**Written problem:** Print all of the rows below again, line for line, and leave the pictures out.

─── Supplied records ───

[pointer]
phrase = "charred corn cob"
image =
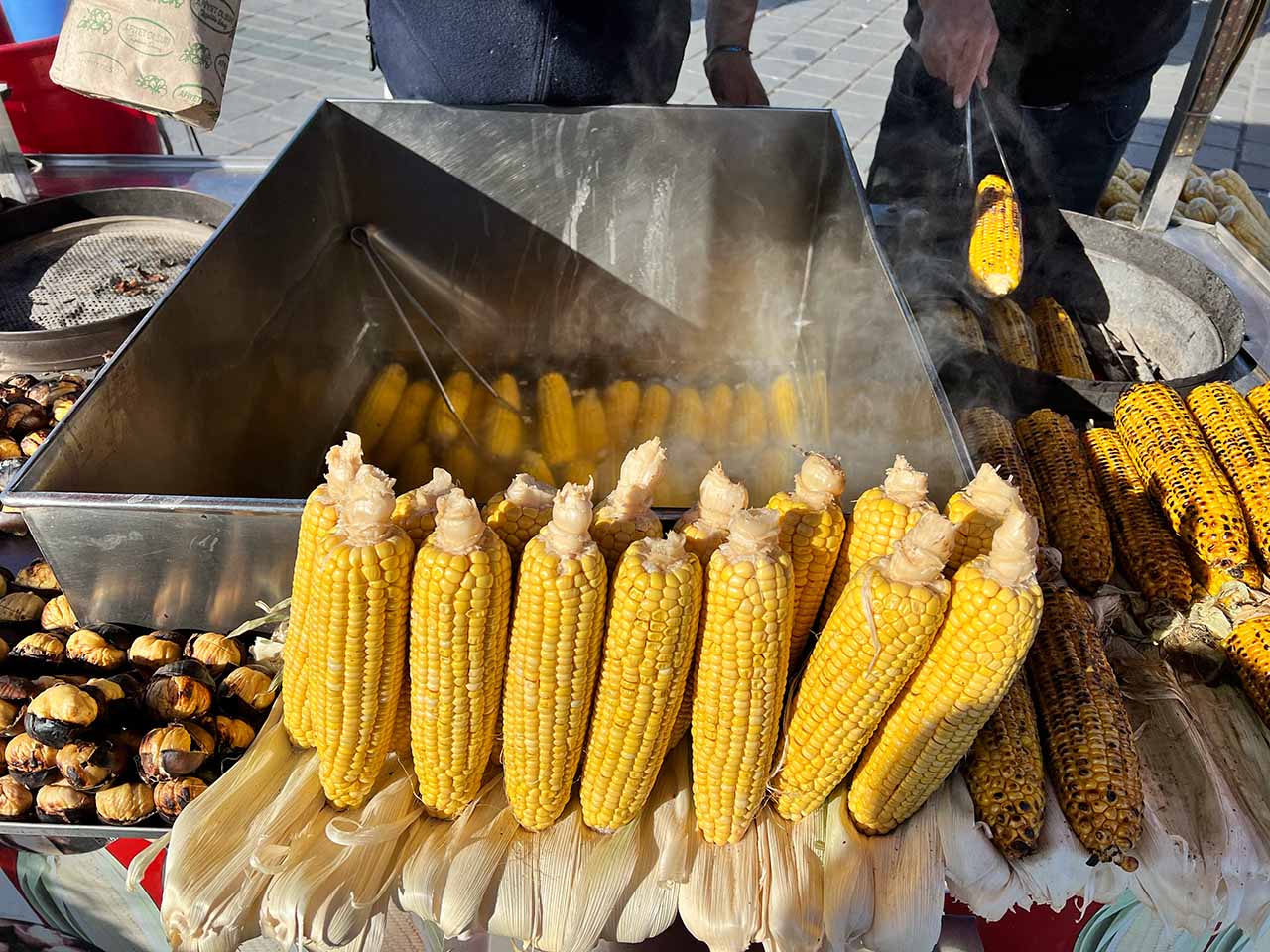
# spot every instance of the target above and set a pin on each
(1167, 448)
(875, 639)
(1147, 549)
(1006, 775)
(1078, 524)
(627, 515)
(558, 630)
(989, 625)
(379, 404)
(996, 243)
(460, 607)
(648, 653)
(1088, 740)
(976, 511)
(740, 674)
(1058, 341)
(317, 524)
(1012, 333)
(812, 532)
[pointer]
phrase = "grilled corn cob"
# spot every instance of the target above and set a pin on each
(812, 532)
(740, 674)
(1006, 775)
(989, 625)
(875, 639)
(558, 630)
(1148, 552)
(648, 653)
(1088, 740)
(996, 243)
(460, 607)
(627, 515)
(1078, 524)
(1167, 448)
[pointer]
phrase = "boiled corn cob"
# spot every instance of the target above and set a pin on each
(558, 630)
(991, 439)
(359, 607)
(1086, 731)
(460, 607)
(996, 243)
(1006, 775)
(648, 652)
(740, 674)
(875, 639)
(317, 522)
(627, 515)
(812, 532)
(1167, 448)
(976, 511)
(1148, 552)
(379, 404)
(1078, 524)
(1058, 341)
(989, 625)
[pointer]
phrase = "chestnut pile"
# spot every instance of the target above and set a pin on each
(108, 722)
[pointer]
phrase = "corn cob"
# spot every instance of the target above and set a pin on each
(558, 420)
(996, 243)
(502, 428)
(812, 532)
(989, 625)
(627, 515)
(1078, 524)
(648, 653)
(1169, 451)
(379, 404)
(444, 425)
(416, 511)
(317, 522)
(1147, 549)
(1058, 341)
(976, 511)
(460, 607)
(359, 606)
(1012, 333)
(991, 439)
(1088, 740)
(520, 513)
(740, 674)
(1006, 775)
(405, 428)
(1248, 649)
(558, 630)
(705, 529)
(875, 639)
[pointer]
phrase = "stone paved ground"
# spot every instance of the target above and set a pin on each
(812, 54)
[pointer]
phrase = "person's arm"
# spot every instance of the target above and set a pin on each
(730, 72)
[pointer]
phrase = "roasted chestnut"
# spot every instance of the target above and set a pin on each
(125, 805)
(60, 715)
(249, 690)
(176, 751)
(31, 763)
(181, 690)
(173, 796)
(217, 653)
(60, 802)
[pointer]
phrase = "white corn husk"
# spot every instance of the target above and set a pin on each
(975, 871)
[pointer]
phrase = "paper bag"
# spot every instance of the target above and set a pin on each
(168, 58)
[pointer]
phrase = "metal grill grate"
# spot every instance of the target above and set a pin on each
(93, 271)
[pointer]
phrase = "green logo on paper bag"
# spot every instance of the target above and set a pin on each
(146, 36)
(216, 14)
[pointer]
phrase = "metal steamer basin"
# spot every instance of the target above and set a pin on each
(670, 243)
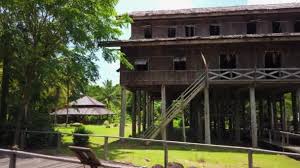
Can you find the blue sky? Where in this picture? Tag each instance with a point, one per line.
(108, 71)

───

**Answer to the task:**
[pointer]
phrase = "charred corn cob"
image =
# spot every instance of the target above and set a pin on each
(1167, 448)
(875, 639)
(1147, 549)
(1006, 775)
(1078, 524)
(627, 515)
(558, 630)
(989, 625)
(379, 404)
(996, 243)
(460, 607)
(648, 653)
(1088, 740)
(976, 511)
(740, 674)
(1058, 341)
(317, 524)
(1012, 333)
(812, 532)
[pointer]
phrase = "grilled corn cob"
# spot every instance of the target above and set a pin on each
(812, 532)
(740, 674)
(1006, 775)
(989, 625)
(875, 639)
(558, 630)
(1148, 552)
(648, 653)
(1088, 740)
(996, 243)
(460, 607)
(627, 515)
(1078, 524)
(1167, 448)
[pointer]
phrase = "boiled corn cob"
# spot every instance of the target above and set a pin on each
(558, 630)
(991, 439)
(359, 607)
(1086, 731)
(460, 607)
(996, 243)
(1006, 775)
(648, 652)
(740, 674)
(875, 639)
(317, 522)
(627, 515)
(812, 532)
(1167, 448)
(976, 511)
(1148, 552)
(379, 404)
(1078, 524)
(1058, 341)
(989, 625)
[pointer]
phrase = "chestnut pile"
# spot every instance of the target above and set a pin on each
(108, 722)
[pointer]
phrase = "corn cob"
# spot every instance of the target above and set a pin on each
(558, 420)
(996, 243)
(502, 428)
(812, 532)
(989, 625)
(627, 515)
(1078, 524)
(648, 653)
(1169, 451)
(379, 404)
(444, 425)
(416, 511)
(317, 522)
(1147, 549)
(1058, 341)
(976, 511)
(460, 607)
(359, 606)
(1012, 333)
(991, 439)
(1088, 740)
(520, 513)
(740, 674)
(1006, 775)
(405, 428)
(1248, 649)
(558, 630)
(705, 529)
(875, 639)
[pointer]
phrase = "stone paved ground"
# spot every instance of the target above and set a pin on each
(812, 54)
[pointer]
phrase = "person's arm"
# spot every instance of the target above and set a pin on each
(730, 72)
[pointer]
phrase = "roasted chestnut"
# spot every instance of the target above and set a pin on each
(125, 805)
(60, 715)
(249, 690)
(176, 751)
(31, 763)
(181, 690)
(173, 796)
(217, 653)
(60, 802)
[pointer]
phrase = "white corn husk"
# spot every instance of the target above and set a pin on each
(975, 871)
[pointer]
phrase = "paper bag"
# spot every instance of the target above and set a pin on each
(168, 58)
[pointer]
phrase = "metal grill grate"
# spot every instance of the target above and set a pin on each
(93, 271)
[pointer]
phrase = "green logo on paper bag"
# spot every instance of the target above and set a pin on each
(146, 36)
(216, 14)
[pointer]
phrase = "metal steamer basin"
# spot every instance of the target above and set a pin on each
(670, 243)
Can you find the blue sky? Where in this picture? Tag each instance with a point, one per line.
(108, 71)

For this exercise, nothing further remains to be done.